• [Consigne] Rédigez la suite de la présentation de Ji Xianlin, en reprenant juste après sa dernière phrase.

┌─ Extrait du texte

Traducteurs,interprètes et éditeurs

« La traduction, c’est la médiation entre la pluralité des cultures et l’unité de l’humanité. » Paul Ricœur

 
 
 
     

 

 

Ji Xianlin 季羡林

1911-2009

Présentation

par Brigitte Duzan, 24 septembre 2023 

 

 

Ji Xianlin âgé et son chat

 

 

Linguistepaléographehistorien et écrivain chinois, Ji Xianlin est célèbre pour ses études sur les langues et cultures de l’Inde. ses découvertes sur la migration du bouddhisme d’Inde en Chine et pour sa traduction du Râmâyana.

 

Brillantes études

 

Après des études à l’université du Shandong, il est admis en 1930 à l’université Tsinghua où il étudie la littérature occidentale. Alors que le Japon envahit le Dongbei et y fonde le Manchukuo, il parcourt la campagne pour promouvoir le patriotisme au sein de la population.

 

En 1935, il entre à l’université de Göttingen dans le cadre d’un échange universitaire pour y étudier le sanskrit et les langues anciennes indo-aryennes comme le pali. Il termine son doctorat en 1941, puis entreprend l’étude des langues tokhariennes avec le spécialiste allemand, Emil Sieg. Il retourne en Chine en 1946 et devient professeur à l’université de Pékin.

└─
┌─ Lignes répertoriées

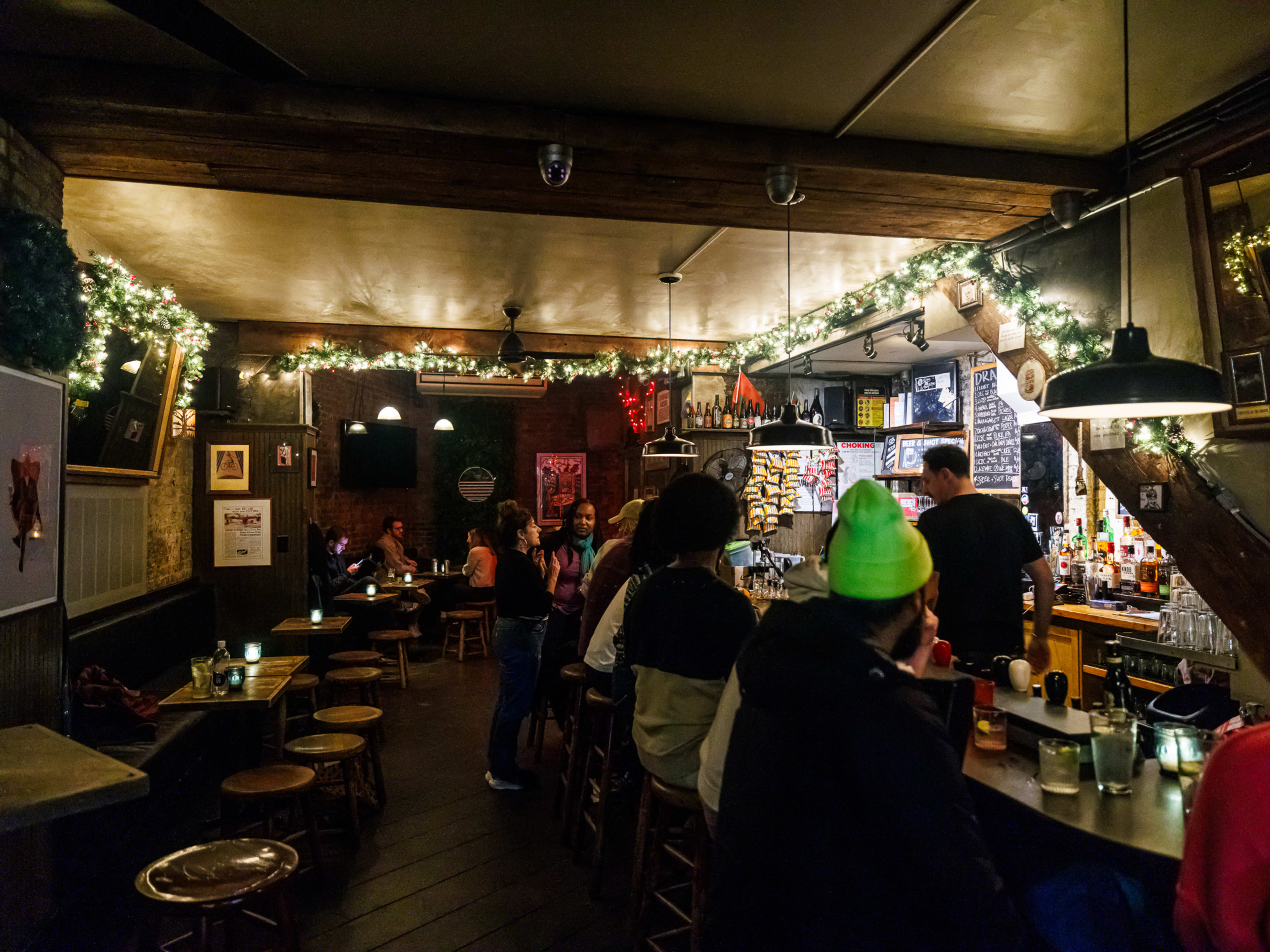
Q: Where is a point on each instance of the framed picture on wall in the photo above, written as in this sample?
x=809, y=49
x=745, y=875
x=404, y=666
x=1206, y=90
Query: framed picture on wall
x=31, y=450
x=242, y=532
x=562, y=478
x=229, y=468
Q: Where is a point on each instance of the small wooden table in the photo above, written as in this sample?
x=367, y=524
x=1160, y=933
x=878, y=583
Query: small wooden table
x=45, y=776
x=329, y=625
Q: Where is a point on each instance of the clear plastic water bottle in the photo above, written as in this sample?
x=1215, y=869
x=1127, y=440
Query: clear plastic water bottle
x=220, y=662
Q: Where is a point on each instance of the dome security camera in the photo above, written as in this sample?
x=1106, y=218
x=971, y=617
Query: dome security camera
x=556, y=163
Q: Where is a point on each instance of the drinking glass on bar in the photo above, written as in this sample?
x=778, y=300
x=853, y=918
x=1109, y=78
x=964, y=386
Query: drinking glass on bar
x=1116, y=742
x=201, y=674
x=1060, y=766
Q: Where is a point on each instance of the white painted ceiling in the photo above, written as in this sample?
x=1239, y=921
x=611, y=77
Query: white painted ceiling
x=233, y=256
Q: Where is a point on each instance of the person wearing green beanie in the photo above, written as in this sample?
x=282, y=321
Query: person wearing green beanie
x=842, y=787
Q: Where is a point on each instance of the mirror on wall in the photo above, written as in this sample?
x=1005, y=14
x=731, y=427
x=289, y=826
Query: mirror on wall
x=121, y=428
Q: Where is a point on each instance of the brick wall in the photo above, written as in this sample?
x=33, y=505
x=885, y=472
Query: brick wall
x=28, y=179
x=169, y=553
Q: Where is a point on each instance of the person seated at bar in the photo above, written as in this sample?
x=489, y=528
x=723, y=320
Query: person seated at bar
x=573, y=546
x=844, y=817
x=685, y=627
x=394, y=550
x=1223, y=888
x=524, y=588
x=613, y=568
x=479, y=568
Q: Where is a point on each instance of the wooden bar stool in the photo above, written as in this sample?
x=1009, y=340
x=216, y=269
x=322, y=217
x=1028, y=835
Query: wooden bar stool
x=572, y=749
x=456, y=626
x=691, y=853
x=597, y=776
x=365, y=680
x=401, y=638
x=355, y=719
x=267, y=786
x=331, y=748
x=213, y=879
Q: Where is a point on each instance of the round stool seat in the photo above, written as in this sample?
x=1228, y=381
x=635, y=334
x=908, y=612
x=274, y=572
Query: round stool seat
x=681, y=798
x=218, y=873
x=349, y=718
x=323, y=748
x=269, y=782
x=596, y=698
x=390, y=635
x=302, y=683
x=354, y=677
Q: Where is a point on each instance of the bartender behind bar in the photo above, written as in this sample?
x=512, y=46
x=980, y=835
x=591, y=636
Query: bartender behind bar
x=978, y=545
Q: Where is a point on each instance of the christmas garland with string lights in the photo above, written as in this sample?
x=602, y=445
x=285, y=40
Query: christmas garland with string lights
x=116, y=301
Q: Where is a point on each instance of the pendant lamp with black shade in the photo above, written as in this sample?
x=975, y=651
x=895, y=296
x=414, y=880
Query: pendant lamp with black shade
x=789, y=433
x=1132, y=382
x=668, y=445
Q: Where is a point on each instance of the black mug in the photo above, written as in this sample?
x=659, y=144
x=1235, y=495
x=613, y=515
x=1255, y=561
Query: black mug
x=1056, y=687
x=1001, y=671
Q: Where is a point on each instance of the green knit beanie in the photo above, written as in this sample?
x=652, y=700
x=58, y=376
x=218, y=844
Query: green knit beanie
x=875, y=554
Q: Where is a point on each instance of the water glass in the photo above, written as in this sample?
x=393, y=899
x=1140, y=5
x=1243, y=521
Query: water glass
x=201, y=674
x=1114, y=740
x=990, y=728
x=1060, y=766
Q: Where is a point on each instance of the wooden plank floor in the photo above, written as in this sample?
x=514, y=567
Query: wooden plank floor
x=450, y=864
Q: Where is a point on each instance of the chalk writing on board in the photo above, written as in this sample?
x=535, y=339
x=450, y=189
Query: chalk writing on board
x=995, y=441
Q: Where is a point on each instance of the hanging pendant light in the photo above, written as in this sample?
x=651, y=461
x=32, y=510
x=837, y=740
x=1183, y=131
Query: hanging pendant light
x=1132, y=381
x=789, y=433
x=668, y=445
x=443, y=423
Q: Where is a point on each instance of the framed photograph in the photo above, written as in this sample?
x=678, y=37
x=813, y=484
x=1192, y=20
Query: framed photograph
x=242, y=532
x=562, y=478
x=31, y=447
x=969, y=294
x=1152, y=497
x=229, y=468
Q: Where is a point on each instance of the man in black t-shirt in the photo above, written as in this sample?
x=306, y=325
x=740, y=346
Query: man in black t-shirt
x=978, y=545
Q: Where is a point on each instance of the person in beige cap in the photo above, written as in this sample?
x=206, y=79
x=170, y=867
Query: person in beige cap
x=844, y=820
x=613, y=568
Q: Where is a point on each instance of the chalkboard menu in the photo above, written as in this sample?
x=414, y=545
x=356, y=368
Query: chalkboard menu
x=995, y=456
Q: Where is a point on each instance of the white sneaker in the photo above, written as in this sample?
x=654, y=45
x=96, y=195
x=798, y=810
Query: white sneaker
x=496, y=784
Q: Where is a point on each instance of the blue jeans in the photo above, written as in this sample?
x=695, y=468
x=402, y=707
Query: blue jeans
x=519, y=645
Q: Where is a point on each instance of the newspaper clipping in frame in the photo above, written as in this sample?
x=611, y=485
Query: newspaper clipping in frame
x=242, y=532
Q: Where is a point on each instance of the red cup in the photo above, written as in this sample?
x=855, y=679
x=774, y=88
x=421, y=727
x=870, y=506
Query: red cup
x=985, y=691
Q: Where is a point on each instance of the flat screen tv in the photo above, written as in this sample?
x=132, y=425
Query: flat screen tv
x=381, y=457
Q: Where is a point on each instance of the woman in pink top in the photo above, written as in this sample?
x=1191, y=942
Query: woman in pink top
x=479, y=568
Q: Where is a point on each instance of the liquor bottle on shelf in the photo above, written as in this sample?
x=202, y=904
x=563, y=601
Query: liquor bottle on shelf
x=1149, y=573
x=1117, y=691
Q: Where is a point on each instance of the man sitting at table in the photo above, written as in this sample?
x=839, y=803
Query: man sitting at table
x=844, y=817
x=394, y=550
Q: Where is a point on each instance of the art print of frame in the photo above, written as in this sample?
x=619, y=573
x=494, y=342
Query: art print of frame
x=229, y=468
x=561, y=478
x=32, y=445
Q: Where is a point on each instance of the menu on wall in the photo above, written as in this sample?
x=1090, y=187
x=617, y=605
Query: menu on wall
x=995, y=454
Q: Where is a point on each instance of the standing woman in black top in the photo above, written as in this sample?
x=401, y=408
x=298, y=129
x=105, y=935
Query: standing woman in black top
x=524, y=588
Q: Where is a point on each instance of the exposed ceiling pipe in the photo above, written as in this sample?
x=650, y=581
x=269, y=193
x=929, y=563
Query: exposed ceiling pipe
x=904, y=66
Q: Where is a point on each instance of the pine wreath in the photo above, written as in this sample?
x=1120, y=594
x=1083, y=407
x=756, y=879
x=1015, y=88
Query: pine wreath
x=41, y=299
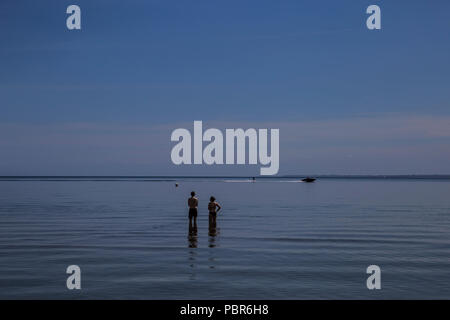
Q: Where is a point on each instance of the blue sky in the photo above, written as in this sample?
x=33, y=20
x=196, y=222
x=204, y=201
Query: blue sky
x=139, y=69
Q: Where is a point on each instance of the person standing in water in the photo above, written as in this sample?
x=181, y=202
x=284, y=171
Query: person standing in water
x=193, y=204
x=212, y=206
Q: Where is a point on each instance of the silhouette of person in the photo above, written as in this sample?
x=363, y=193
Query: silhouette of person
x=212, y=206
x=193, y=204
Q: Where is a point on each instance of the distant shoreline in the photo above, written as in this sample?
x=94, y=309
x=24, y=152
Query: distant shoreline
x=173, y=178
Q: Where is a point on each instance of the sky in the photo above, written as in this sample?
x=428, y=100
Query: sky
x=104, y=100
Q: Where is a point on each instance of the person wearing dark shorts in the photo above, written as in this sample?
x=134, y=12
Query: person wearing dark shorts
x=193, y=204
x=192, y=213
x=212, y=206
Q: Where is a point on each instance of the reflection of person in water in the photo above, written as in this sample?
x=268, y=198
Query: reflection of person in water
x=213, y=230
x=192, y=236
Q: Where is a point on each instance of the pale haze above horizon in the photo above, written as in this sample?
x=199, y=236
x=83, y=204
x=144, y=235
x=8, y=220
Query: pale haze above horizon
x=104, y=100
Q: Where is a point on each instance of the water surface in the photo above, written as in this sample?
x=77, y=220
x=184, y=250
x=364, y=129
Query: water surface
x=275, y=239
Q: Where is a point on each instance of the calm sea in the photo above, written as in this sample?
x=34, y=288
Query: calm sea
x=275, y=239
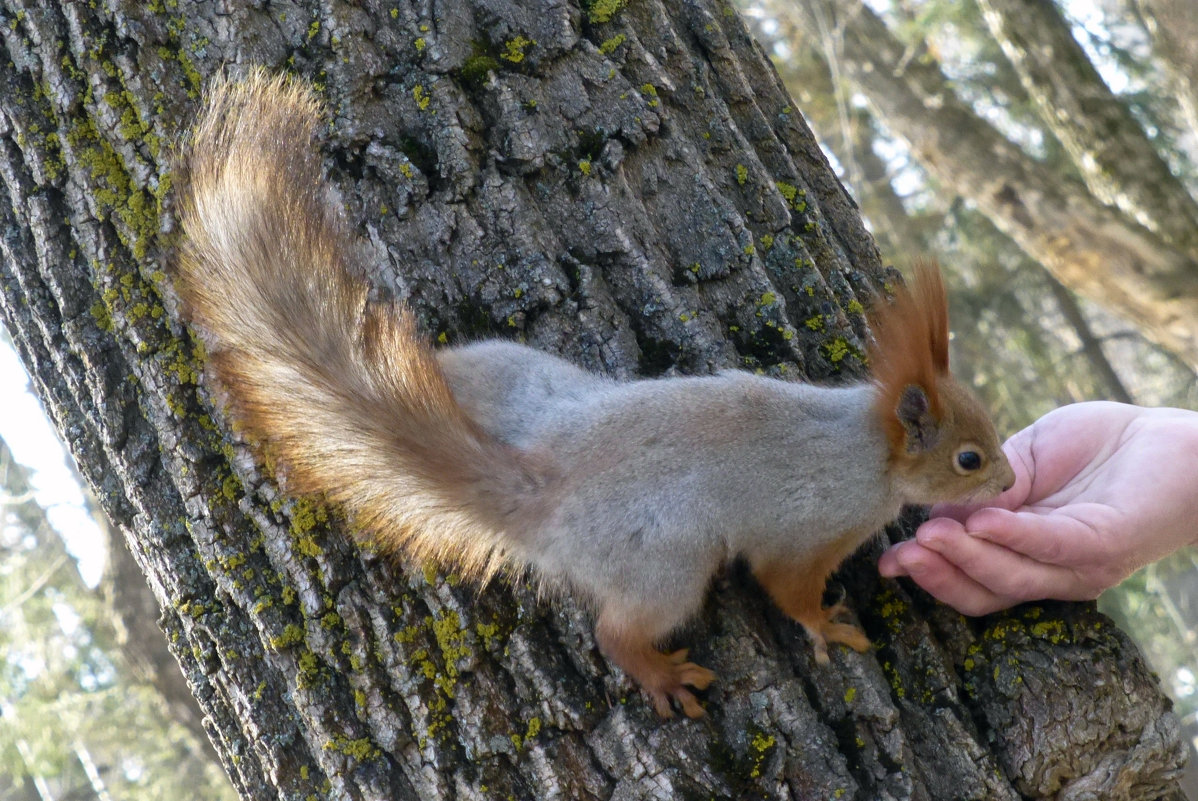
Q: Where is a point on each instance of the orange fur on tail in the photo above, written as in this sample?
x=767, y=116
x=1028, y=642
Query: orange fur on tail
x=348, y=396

└─

• [Réponse]
 

Peu après son arrivée, il y fonde le département des langues orientales dont il devient le doyen. Pionnier des études orientales en Chine, il est élu en 1956 au département de sciences sociales de l'Académie chinoise des sciences (中国科学院). Il entre alors au Parti communiste.

 

Mais parcours politique ambigu

 

En 1957, il participe aux attaques contre les droitiers et échappe à toute condamnation. En 1964, pendant le mouvement d’éducation socialiste de l’Université de Pékin, il se joint à des membres du corps professoral et à des étudiants pour s’opposer au président de l’Université. Au début de la Révolution culturelle, il s’engage dans un groupe de rebelles. Mais il est finalement déclaré contre-révolutionnaire et attaqué. Au printemps 1968, il est condamné à la réforme par le travail à l’Université de Pékin. Il est enfermé dans une « étable » (牛棚). Pour la fête du Printemps de 1969, il bénéficie d’une libération provisionnelle et rentre chez lui. Mais la même année, il est envoyé en « rééducation » à la campagne dans le village de Xinhuaying du district de Yanqing (延庆区新华营), au nord-ouest de la municipalité de Pékin. Une année plus tard, il retourne à l’université et y travaille comme concierge.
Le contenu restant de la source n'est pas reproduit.